As the 9-to-5 workday becomes more flexible, a chief executive officer discusses why she puts more emphasis on employee output and a human resources professor examines why focusing more on output could affect employee performance.
Erin Bury, co-founder and chief executive officer at Willful
Pre-pandemic, I don’t think any of us questioned the daily grind — commute to an office, sit at your desk for at least eight hours, commute home and try to fit in family, friends, hobbies and maybe even a few minutes of relaxation in your off hours. But the pandemic changed all of that. Most companies switched to working from home and, over the past three years, we’ve gotten used to integrating work with our personal lives.
As an entrepreneur and the mother of a toddler, flexibility has become the thing I value most at work. The traditional 9-to-5 schedule just doesn’t accommodate working around childcare schedules, running errands or working at your peak productivity hours, even if that’s 10 p.m. It also doesn’t take into account organizations with employees in different time zones. At Willful, we have employees across five time zones, so the actual 9-to-5 isn’t at the same time for everyone. It also doesn’t take into account our output and achievements, just the quantity of time we’re working — or sitting at our desks.
_ _ _
EXERCISE DIRECTIONS:
According to the passage on flexible workdays, across how many time zones does Willful have employees? The items come from a separate source, unrelated to the passage.
_ _ _
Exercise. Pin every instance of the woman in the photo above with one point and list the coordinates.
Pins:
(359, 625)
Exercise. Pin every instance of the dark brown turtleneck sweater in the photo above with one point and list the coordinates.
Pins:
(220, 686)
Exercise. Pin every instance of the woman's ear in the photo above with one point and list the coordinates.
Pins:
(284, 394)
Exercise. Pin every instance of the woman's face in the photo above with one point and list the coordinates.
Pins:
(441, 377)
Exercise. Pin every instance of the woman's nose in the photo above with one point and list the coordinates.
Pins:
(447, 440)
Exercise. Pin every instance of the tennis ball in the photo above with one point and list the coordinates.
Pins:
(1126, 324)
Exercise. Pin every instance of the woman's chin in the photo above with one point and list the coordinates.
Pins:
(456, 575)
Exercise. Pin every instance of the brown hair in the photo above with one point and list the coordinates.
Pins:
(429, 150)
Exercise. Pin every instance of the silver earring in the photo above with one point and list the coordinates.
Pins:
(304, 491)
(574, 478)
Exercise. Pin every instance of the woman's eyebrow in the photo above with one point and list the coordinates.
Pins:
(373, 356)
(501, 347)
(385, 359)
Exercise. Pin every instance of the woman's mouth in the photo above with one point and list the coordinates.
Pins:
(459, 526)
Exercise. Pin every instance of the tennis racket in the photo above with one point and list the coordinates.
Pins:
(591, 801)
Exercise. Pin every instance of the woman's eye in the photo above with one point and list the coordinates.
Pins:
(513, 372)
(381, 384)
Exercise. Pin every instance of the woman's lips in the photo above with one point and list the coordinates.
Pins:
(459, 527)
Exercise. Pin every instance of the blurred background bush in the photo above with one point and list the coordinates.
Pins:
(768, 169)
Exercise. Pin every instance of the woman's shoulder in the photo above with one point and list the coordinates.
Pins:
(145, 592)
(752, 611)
_ _ _
EXPECTED ANSWER:
Five time zones.